:: Text shown

The collection, valued conservatively at $500 million, was
stalked by a dozen major museums, including the National Gallery
of Art, Guggenheim, and Tate, until Raymond Nasher decided
to keep it in the city where he'd made his fortune as a shopping
center developer—and foot the project's $70 million bill himself.
He says he chose Renzo Piano for the
architect's understanding of art, as well as materials and
construction. Right on all counts. The center synthesizes
art, architecture, and engineering, replacing bold form with
the subtler pleasures of light, texture, and proportion. A
building of lapidary precision, it represents Piano at his
most self-effacing and exacting. Every minute detail, from
arcing vaults to stone joints, has been thought through. Only
the large gallery windows seem conventional, more akin to
a fancy department store than a museum.
The Nasher Center is an essay in what
Italians call sprezzatura, the art that conceals art. Ducts,
cables, and sophisticated electronic gear lie crammed within
its thin travertine walls, but nothing shows. The aluminum
sunscreens are technical tours de force with the simplicity
of egg cartons. The granite benches in the garden conceal
pumps and electrical boxes; even the loading dock is tucked
out of sight, as if trash collection were a purely hypothetical
activity.

::::

Proceed with the passage on the Nasher Center's architecture, continuing it from its final sentence.

:: Information shown

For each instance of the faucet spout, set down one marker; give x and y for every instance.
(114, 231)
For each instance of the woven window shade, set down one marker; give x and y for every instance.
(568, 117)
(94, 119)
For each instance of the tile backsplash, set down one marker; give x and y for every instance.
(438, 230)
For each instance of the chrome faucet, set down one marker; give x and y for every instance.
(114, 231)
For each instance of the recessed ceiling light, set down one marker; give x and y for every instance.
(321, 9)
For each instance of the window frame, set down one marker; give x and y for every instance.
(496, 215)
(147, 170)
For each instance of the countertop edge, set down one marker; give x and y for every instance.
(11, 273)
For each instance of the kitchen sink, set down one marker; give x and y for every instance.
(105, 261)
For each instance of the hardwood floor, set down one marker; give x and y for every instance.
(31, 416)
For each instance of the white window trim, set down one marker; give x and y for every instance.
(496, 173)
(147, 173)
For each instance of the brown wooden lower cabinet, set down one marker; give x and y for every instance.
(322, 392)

::::

_Result of this task_.
The plan of the building, a 55,000-square-foot
pavilion, is simplicity itself: five vaulted bays, three housing
art and one each for a restaurant and museum shop. The lower
level contains a library and additional galleries, as well
as an auditorium opening onto the garden. On the exterior,
the travertine looks weathered and mottled, as if it had just
come from the quarry, while on the interior, its polished,
mitered surfaces, reminiscent of fine cabinetry, quietly complement
the art. White oak floors, creamy travertine, silvery aluminum,
and "extra-white" glass form the entire palette:
No bright colors, sharp contrasts, or, conversely, bland uniformity.
Light is the Nasher's soul, and the aluminum
sunscreens designed with Arup, its technological high point.
The client challenged his architects to come up with new ways
of bringing daylight into the galleries without resorting
to the massive concrete louvers that Piano had used at the
Menil Collection or the intricately layered sunscreens of
his Cy Twombly Gallery, both in Houston, and his Beyeler Foundation
in Basel, Switzerland. At the Nasher, cast-aluminum sunscreens
cut into 4-foot-by-6-inch lengths with roughly 500,000 oval
scoops rest on a curved glass roof. Oriented due north, the
scoops eliminate direct rays and harsh shadows. From one direction,
all you see is sky; from another, a finely textured metal
surface. Steel cables of nautical delicacy suspend the bowed
glazing overhead. Design and fabrication took three years
and were clearly worth it.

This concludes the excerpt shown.